Required tasks:
A. According to the program schedule, who was the only survivor of Operation Redwing?
B. In the program schedule, list the three developments whose changes Warren Smith examines.

Quoted passage:
_ _ _ _ _
Talking about the “Things That Matter Most” on December 23, 2014
4:00 – #26. Lone Survivor: The Man Behind the Movie (original air 1/23)
Four US Navy SEALS departed one clear night in early July 2005 for the mountainous Afghanistan-Pakistan border for a reconnaissance mission. Their task was to document the activity of an al Qaeda leader rumored to be very close to Bin Laden with a small army in a Taliban stronghold. Five days later, only one of those Navy SEALS made it out alive. This is the story of the only survivor of Operation Redwing, SEAL fire team leader Marcus Luttrell, and the extraordinary firefight that led to the largest loss of life in American Navy SEAL history. Marcus joins us.
4:20 – #25. Prodigal Press: Confronting the Anti-Christian Bias of the American News Media (original air 2/27)
In the nineteenth century, leading newspapers reported from a Christian perspective. Today, however, print and TV journalists increasingly take an anti-Christian stance while claiming to be neutral. Prodigal Press uncovers the shift to secular humanism that has radically altered what the media cover and how they report it. Issuing a clarion call for Christians to reclaim American journalism, Warren Smith is here to examine the influence of worldviews on reporting, objectivity, sensationalism, and crusading; the impact of legal, ethical, and technological changes; and the changes brought about by the 24/7 news cycle, the Internet, and social media.
_ _ _ _ _
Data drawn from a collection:
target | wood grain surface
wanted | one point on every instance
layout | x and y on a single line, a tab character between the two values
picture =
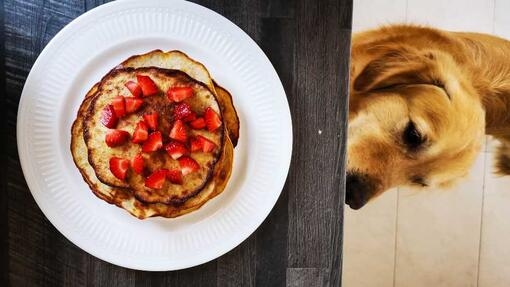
299	244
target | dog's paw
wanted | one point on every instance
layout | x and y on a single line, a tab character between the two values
503	157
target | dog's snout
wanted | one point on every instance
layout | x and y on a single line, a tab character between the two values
359	189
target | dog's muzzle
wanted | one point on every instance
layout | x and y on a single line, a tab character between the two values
359	188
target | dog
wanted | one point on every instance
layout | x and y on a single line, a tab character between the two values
_ _ _ _ _
Task-by-task answers:
A. SEAL fire team leader Marcus Luttrell.

B. The 24/7 news cycle, the Internet, and social media.